─── TEXTE DE LECTURE

L’année stratégique 1991
L’Institut de relations internationales et stratégiques (Iris), dirigé par Pascal Boniface, s’est donné pour tâche de publier annuellement un document regroupant un panorama de la stratégie mondiale et la version française de Military Balance.
Après une étude consacrée à la France, la première partie s’attache à six grandes régions géographiques traitées par différents auteurs. Elle est complétée par deux chapitres portant respectivement sur les ventes d’armes (domaine où apparaissent de nouveaux acteurs) et le désarmement (où l’Europe « figée pendant des décennies, devient un champ expérimental »). Malgré des sous-titres bien choisis et des condensés en tête de chapitre, cette série d’analyses denses et à coup sûr pertinentes ne saurait se parcourir d’un œil distrait. Il appartient au lecteur de découvrir l’essentiel ou de privilégier ses sujets de prédilection.
Le « Nord », pour adopter une terminologie désormais courante, est tout entier dominé par la nouvelle donne résultant des transformations internes de l’URSS, de l’« implosion du Pacte de Varsovie » et de la réunification allemande. Notre Europe est en pleine période d’« attente et de transition » : avenir et vocation de l’Alliance atlantique, ambiguïtés britanniques persistantes, place et évolution de l’Union de l’Europe occidentale (UEO) et de la Conférence sur la sécurité et la coopération en Europe (CSCE), long cheminement vers la défense européenne… Flanqués par un Canada pour qui l’effort militaire ne semble pas prioritaire, les États-Unis enregistrent des résultats non négligeables du projet IDS (Initiative de défense stratégique) qui, bien que réduit dans ses ambitions, reste une entreprise gigantesque. Ils connaissent comme par le passé une incessante guérilla budgétaire entre le poids du Congrès et le choc des programmes. Qu’en sera-t-il dans l’après-Koweït de la tendance générale aux révisions à la baisse ?

──────

▶ [CONSIGNES]:
Répondez aux questions suivantes d'après le texte de lecture :
1. Qui dirige l'Institut de relations internationales et stratégiques ?
2. Sur quels deux domaines portent les chapitres qui complètent la première partie ?
3. Que désigne le sigle IDS ?

─── SEGMENT DE DONNÉES

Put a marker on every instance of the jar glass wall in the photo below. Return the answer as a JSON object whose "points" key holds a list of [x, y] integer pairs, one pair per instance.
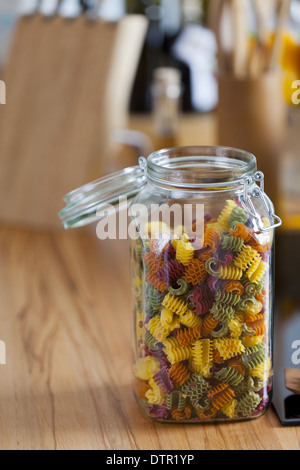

──────

▶ [RÉPONSE FINALE]:
1. Pascal Boniface.
2. Les ventes d'armes et le désarmement.
3. L'Initiative de défense stratégique.